Supplied records >>

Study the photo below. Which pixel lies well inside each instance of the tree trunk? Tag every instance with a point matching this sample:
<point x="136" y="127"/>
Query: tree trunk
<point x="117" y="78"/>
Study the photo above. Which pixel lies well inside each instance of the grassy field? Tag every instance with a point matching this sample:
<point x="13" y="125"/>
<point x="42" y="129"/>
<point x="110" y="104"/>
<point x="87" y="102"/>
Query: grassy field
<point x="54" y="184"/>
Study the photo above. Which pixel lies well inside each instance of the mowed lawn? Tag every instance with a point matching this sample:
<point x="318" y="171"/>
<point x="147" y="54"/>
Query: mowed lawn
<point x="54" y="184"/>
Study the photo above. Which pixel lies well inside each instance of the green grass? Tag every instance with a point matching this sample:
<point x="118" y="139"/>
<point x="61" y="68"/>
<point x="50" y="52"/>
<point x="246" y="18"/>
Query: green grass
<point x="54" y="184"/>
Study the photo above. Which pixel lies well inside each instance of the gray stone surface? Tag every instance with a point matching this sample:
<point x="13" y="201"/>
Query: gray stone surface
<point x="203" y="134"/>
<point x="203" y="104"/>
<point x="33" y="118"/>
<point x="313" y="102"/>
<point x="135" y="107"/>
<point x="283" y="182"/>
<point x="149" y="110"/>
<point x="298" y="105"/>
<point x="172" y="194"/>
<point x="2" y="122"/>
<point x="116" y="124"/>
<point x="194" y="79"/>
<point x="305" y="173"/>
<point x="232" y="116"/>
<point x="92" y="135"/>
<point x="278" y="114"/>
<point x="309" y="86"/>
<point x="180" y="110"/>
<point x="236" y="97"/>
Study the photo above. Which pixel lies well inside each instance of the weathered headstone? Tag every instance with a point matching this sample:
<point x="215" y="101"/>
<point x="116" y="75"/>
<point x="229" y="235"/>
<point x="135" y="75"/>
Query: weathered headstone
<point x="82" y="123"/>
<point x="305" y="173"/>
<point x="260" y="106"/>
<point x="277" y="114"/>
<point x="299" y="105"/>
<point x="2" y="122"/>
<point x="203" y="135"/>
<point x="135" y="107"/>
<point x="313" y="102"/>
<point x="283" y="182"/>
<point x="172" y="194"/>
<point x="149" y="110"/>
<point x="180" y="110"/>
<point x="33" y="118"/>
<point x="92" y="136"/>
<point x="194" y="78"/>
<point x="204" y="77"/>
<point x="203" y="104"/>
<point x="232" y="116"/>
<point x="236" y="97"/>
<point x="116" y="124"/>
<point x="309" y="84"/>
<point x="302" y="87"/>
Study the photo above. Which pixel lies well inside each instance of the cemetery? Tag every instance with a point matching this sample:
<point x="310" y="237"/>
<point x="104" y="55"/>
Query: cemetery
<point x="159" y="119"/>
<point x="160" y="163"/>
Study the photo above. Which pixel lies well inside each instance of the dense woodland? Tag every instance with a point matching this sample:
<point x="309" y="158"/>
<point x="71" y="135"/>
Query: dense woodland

What is expected >> Your answer should hold exactly the lines from the one containing "of the gray" to the last line of the data, both included, and no others.

Expected answer >>
Study the photo above. Which pixel lies well inside each instance of the gray stone surface? Tag every instance with a point matching this sample:
<point x="13" y="201"/>
Query: gray stone surface
<point x="203" y="134"/>
<point x="203" y="104"/>
<point x="33" y="118"/>
<point x="313" y="102"/>
<point x="135" y="107"/>
<point x="283" y="182"/>
<point x="149" y="110"/>
<point x="298" y="105"/>
<point x="172" y="194"/>
<point x="2" y="122"/>
<point x="116" y="124"/>
<point x="194" y="79"/>
<point x="305" y="173"/>
<point x="232" y="116"/>
<point x="92" y="135"/>
<point x="278" y="114"/>
<point x="309" y="86"/>
<point x="180" y="110"/>
<point x="236" y="97"/>
Study the photo above. Which pixel lies well inside each instance of the weathered headstone? Tag every instance with a point matching this sample:
<point x="215" y="101"/>
<point x="116" y="75"/>
<point x="229" y="235"/>
<point x="135" y="75"/>
Query: weathered headstone
<point x="82" y="123"/>
<point x="305" y="173"/>
<point x="260" y="106"/>
<point x="277" y="114"/>
<point x="299" y="105"/>
<point x="2" y="122"/>
<point x="203" y="135"/>
<point x="135" y="107"/>
<point x="313" y="102"/>
<point x="283" y="182"/>
<point x="172" y="194"/>
<point x="149" y="110"/>
<point x="180" y="110"/>
<point x="33" y="118"/>
<point x="92" y="136"/>
<point x="194" y="78"/>
<point x="204" y="77"/>
<point x="203" y="104"/>
<point x="232" y="116"/>
<point x="236" y="97"/>
<point x="116" y="124"/>
<point x="309" y="84"/>
<point x="302" y="87"/>
Study the photo above. Which pixel lies well inside each instance of the cemetery? Tag every instance with a point matching this sample:
<point x="310" y="237"/>
<point x="104" y="55"/>
Query: cemetery
<point x="159" y="119"/>
<point x="160" y="163"/>
Study the photo above. Which pixel lies well inside each instance of the dense woodland? Tag every instance with a point matching this sample:
<point x="309" y="158"/>
<point x="71" y="135"/>
Query: dense woodland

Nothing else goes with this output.